What is ‘personal information’?

Personal information is information that identifies you or could identify you. Your name and address are obvious examples. In some cases, your date of birth and post code may be enough to identify you. Personal information can also include medical records, bank account details, photographs, videos, and even information about your opinions and where you work – basically, any information where you are reasonably identifiable.

The Privacy Act and the FOI Act define 'personal information' in the same way:

Personal information means information or an opinion about an identified individual, or an individual who is reasonably identifiable:

  1. whether the information is true or not and
  2. whether the information or opinion is recorded in a material form or not.

Accessing your personal information

In many cases agencies will give you access to your personal information if you ask for it, without requiring you to follow a formal process under the FOI Act. For example, the Australian Taxation Office will give you copies of your recent notices of assessment. Centrelink will give you copies of documents such as your claim or review forms, letters or notices they have sent to you, and medical certificates and reports.

You also have the right to apply for access to your personal information under either the FOI Act or the Privacy Act.

◆ TASK ITEM: Using the text on personal information, please explain why a date of birth and post code can count as personal information.

Stored entries
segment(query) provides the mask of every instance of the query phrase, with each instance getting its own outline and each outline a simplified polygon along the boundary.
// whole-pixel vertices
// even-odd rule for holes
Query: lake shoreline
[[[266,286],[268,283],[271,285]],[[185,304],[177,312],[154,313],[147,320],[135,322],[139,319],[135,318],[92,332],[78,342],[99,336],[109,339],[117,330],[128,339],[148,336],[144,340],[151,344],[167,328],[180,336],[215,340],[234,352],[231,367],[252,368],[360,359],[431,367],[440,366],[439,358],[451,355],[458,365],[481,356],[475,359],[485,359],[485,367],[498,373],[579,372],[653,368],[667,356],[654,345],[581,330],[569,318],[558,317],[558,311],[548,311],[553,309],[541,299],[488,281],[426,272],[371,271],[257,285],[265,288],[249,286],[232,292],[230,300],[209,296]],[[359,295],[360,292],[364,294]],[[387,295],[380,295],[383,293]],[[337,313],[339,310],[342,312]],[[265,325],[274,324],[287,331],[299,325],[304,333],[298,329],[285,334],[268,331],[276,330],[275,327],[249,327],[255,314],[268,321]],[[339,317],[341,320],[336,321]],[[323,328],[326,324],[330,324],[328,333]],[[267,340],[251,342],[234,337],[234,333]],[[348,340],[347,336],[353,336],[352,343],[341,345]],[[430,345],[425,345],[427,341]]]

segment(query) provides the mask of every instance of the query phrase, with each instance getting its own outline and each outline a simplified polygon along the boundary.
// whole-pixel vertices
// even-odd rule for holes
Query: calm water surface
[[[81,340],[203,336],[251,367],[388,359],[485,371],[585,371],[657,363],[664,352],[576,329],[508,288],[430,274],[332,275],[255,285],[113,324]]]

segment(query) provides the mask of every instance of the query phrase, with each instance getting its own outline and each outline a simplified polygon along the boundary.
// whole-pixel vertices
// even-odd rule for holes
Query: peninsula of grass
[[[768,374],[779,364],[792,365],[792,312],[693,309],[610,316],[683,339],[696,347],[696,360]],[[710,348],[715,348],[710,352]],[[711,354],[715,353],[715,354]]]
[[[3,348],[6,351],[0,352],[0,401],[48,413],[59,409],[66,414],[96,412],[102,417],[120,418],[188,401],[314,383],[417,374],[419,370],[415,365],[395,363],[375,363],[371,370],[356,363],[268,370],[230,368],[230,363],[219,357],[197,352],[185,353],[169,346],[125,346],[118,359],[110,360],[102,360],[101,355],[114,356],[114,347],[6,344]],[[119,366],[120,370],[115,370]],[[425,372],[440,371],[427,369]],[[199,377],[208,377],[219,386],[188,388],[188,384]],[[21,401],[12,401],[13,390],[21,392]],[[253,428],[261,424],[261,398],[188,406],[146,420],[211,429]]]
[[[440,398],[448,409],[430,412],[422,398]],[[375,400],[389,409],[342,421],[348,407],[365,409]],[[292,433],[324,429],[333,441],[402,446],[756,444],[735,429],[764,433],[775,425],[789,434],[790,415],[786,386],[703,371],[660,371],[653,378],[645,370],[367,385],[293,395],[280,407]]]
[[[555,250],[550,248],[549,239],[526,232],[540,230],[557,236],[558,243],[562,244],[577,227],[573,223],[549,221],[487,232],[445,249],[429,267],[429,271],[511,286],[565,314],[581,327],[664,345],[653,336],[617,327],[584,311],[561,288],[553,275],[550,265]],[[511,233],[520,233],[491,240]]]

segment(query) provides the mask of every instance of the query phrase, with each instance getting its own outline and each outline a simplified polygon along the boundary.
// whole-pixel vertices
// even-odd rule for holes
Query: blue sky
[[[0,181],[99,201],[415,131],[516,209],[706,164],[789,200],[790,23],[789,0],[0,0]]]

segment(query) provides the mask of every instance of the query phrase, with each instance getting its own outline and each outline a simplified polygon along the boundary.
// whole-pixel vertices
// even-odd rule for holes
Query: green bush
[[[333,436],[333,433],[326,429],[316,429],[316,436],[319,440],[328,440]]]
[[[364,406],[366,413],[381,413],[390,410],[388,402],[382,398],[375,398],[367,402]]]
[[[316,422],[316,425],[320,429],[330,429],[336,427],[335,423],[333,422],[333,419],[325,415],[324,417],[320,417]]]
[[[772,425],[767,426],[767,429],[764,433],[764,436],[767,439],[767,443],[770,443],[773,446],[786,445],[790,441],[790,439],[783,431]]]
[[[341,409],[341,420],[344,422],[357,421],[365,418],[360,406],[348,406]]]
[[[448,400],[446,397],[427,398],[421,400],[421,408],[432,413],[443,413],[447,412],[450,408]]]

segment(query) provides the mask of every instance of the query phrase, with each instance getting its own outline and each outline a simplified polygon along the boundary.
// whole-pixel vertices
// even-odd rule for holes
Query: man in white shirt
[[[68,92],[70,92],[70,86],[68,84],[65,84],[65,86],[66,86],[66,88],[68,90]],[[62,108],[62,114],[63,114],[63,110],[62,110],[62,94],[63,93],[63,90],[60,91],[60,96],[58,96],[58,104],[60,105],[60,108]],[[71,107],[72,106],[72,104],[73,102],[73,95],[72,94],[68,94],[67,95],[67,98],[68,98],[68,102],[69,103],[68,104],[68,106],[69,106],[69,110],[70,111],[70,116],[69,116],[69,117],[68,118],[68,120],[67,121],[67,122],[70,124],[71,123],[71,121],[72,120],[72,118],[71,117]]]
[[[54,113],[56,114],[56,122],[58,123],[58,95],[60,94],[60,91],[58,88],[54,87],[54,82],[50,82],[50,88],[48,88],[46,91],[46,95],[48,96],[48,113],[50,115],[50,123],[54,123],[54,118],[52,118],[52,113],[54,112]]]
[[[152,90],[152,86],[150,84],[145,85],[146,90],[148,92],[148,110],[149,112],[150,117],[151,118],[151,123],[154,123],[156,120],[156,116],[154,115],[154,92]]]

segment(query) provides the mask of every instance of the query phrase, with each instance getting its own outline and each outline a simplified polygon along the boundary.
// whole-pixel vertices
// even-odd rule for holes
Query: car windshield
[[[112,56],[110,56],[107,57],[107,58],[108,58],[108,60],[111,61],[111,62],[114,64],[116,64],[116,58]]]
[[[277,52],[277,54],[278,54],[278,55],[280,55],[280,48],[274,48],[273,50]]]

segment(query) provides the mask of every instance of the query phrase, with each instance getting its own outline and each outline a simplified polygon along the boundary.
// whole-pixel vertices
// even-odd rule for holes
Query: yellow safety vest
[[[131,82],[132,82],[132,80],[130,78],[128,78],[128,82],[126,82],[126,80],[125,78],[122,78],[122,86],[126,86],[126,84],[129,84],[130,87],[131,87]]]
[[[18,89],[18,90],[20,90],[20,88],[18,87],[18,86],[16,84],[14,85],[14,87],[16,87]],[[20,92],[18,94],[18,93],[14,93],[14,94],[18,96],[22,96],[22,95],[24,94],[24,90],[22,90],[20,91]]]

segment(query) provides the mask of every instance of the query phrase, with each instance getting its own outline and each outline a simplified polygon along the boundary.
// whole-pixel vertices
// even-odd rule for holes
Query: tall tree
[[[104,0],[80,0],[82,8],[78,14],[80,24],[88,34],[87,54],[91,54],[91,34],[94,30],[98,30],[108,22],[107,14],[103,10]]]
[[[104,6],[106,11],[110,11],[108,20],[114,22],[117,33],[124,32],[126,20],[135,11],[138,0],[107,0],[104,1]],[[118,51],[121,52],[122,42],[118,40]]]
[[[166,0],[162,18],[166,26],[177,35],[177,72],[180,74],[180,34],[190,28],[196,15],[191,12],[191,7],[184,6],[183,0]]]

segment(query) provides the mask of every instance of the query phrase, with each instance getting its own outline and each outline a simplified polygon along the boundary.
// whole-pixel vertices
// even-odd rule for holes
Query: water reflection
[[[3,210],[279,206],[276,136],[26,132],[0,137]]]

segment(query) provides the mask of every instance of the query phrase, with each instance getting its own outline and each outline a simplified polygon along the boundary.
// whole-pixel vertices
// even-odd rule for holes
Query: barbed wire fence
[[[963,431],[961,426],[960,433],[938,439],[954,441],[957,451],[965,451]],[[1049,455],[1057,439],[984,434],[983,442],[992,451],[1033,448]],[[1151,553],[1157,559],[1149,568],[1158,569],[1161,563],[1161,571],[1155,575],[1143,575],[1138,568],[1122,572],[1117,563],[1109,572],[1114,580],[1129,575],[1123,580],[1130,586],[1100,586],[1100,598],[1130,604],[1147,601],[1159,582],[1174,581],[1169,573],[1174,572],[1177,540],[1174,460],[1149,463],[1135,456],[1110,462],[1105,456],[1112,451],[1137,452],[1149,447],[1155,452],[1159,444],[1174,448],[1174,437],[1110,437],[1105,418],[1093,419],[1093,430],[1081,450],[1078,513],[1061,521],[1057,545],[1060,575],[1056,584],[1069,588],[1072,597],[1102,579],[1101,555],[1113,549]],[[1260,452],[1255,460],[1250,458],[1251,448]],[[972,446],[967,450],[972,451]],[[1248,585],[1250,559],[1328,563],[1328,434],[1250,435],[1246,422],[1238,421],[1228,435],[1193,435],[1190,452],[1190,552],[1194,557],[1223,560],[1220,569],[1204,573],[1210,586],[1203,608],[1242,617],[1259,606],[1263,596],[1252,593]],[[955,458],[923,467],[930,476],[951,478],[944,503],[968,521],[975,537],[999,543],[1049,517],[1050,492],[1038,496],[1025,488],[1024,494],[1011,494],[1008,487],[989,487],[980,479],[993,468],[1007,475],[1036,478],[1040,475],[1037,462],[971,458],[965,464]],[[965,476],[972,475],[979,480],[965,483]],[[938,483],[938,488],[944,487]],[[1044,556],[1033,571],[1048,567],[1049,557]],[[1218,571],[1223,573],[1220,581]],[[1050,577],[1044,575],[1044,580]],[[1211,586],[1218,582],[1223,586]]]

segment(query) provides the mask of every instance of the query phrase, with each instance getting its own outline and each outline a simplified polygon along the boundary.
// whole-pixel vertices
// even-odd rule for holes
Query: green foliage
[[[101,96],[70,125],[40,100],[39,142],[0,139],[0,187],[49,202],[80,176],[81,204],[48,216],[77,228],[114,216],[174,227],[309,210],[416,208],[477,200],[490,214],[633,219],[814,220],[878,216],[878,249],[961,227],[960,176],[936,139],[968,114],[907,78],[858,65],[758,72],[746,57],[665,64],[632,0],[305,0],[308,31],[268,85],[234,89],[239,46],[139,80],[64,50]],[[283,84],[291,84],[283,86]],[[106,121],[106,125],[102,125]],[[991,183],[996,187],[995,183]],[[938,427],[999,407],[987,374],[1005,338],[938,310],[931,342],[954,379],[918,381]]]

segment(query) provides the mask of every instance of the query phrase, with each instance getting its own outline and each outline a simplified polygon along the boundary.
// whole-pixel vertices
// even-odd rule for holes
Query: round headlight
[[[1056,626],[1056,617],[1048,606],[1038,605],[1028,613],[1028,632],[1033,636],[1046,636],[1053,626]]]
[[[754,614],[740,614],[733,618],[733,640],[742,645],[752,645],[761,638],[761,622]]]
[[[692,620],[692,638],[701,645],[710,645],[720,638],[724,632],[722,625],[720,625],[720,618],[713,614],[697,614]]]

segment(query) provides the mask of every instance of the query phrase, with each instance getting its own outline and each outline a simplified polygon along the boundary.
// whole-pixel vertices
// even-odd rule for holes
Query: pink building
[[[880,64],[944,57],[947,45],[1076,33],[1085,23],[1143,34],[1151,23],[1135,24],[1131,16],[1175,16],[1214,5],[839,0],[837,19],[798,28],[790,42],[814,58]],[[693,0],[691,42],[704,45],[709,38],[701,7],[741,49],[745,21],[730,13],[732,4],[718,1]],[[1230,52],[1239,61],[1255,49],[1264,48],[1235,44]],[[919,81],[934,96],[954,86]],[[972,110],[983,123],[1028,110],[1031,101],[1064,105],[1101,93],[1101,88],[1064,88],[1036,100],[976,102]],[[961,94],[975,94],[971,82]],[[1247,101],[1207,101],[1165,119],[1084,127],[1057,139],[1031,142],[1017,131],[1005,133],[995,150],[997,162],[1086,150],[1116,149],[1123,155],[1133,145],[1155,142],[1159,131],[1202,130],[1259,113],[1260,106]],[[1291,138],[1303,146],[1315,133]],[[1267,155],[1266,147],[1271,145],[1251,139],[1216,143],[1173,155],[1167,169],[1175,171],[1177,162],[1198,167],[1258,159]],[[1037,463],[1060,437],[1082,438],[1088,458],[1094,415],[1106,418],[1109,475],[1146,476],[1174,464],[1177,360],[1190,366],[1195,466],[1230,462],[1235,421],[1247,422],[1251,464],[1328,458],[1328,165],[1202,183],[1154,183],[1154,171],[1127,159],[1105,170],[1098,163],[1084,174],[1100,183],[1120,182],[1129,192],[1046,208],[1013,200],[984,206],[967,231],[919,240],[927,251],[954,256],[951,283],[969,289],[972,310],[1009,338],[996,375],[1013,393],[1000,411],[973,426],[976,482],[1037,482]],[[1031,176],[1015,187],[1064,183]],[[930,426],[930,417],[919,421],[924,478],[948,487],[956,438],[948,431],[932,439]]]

◆ REPLY TO THE TASK: Personal information is information that identifies you or could identify you. In some cases, a date of birth and post code may be enough to identify you, so they can fall within that definition.